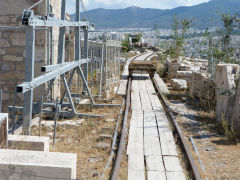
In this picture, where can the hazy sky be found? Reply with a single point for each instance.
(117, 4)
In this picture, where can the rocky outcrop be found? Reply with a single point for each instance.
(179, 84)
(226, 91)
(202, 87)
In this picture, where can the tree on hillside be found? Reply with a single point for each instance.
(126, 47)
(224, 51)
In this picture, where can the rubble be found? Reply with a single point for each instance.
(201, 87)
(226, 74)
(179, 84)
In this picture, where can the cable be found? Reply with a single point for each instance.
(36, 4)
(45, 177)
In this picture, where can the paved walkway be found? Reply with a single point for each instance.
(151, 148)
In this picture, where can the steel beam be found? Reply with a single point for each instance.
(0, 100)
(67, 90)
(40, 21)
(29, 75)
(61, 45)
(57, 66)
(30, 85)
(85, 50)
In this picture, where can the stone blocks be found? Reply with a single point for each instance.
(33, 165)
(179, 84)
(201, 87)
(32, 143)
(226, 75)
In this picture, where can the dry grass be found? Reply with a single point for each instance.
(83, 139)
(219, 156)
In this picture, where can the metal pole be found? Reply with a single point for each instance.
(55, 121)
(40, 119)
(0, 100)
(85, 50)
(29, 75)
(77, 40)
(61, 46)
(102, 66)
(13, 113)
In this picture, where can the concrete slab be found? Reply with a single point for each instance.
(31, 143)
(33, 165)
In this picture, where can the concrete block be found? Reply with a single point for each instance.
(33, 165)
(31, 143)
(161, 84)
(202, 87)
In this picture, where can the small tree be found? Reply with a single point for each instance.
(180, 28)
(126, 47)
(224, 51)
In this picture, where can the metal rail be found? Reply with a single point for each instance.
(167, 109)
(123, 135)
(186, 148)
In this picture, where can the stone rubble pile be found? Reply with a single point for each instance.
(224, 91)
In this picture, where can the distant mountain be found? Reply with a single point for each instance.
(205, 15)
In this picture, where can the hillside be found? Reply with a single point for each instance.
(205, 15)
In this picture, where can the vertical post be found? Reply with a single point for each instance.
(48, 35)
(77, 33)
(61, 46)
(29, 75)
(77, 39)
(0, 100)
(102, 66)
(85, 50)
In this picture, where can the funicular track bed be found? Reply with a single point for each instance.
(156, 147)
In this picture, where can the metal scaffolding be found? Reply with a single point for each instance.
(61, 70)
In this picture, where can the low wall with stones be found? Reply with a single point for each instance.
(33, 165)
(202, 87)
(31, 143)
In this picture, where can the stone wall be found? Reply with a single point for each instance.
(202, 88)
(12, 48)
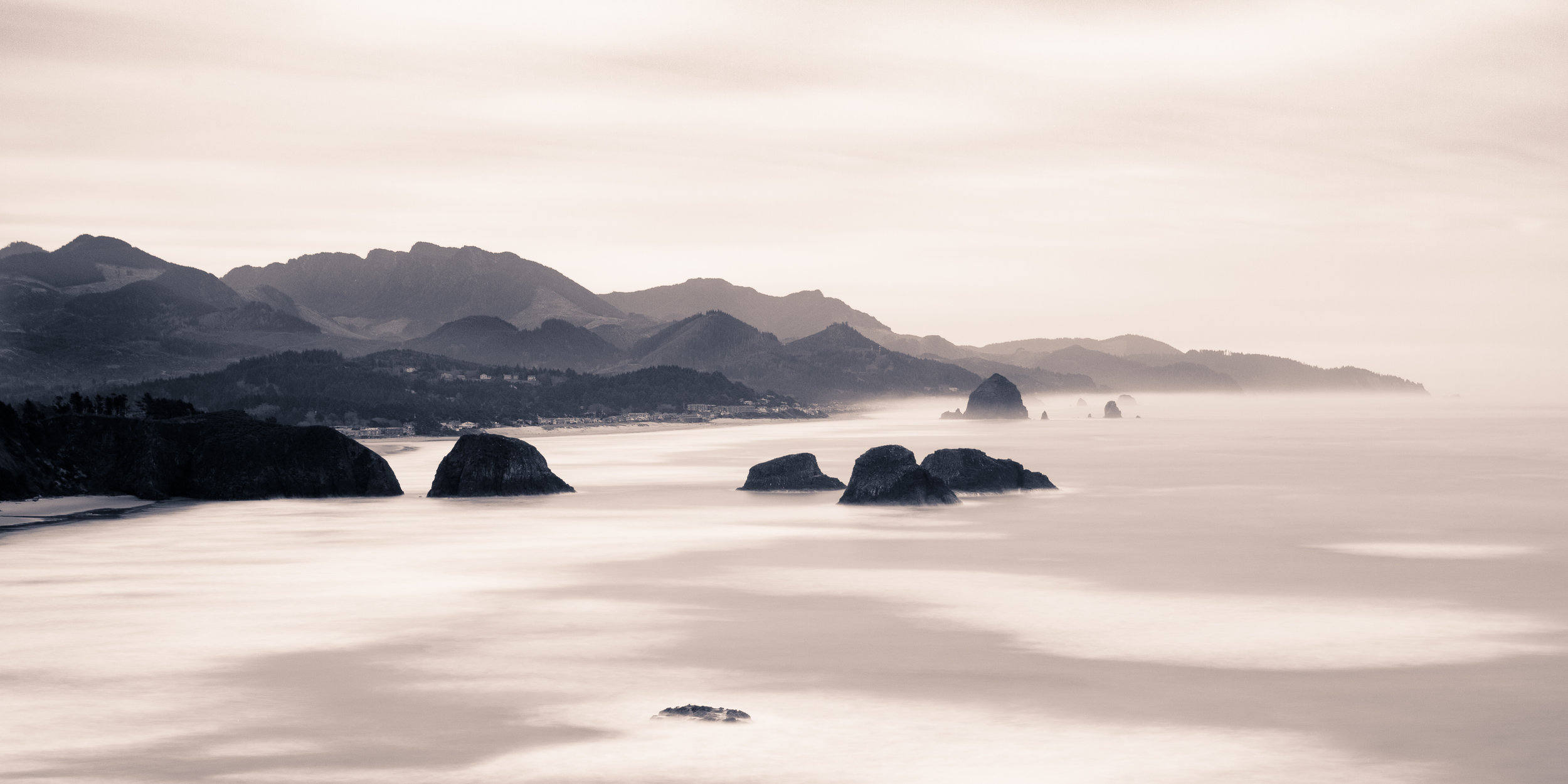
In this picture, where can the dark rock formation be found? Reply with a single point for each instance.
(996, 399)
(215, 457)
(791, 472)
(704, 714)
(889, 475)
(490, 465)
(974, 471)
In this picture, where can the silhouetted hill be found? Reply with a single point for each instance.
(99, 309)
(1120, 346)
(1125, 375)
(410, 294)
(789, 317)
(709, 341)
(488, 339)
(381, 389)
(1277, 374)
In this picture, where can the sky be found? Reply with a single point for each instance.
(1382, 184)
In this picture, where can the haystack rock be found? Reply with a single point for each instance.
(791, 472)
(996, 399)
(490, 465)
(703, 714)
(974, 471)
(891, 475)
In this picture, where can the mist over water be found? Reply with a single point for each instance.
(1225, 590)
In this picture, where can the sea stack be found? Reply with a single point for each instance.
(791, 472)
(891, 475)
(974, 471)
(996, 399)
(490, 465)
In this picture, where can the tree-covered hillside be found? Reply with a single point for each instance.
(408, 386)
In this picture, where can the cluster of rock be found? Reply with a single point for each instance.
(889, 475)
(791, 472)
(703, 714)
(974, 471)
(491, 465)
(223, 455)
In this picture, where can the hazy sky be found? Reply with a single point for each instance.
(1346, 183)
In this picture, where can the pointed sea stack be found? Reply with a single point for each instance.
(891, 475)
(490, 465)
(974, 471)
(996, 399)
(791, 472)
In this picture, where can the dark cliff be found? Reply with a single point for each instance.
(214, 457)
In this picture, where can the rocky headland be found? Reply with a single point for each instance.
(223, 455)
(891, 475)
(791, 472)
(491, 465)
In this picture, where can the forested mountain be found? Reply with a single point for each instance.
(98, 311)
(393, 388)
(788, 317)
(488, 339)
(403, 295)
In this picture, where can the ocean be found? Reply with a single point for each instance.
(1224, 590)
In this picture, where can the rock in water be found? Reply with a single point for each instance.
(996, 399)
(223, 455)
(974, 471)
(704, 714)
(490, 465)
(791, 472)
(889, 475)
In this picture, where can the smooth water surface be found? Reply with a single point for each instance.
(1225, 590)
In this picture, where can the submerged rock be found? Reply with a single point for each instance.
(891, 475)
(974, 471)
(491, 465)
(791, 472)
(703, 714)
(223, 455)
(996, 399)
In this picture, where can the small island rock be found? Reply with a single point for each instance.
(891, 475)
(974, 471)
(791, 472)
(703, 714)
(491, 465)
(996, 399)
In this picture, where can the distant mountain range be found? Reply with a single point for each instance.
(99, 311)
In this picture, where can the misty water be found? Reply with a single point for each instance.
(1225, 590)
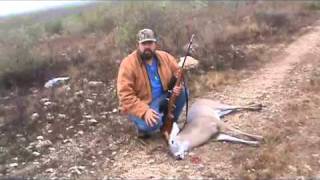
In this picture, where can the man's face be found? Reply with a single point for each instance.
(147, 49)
----
▶ **WRITTEN PROBLEM**: Rewrite everything from the line containing "In this picture, where can the misty" down to the end of the material, swapping "misty water" for "foggy lake" and keeping all else the same. Leave the pictures out.

▶ **WRITTEN REPLY**:
In this picture, where can the foggy lake be found? Reply with a single point for each instance.
(1225, 590)
In this picture, where can the man's face be found? Reply with a single point for each instance.
(147, 49)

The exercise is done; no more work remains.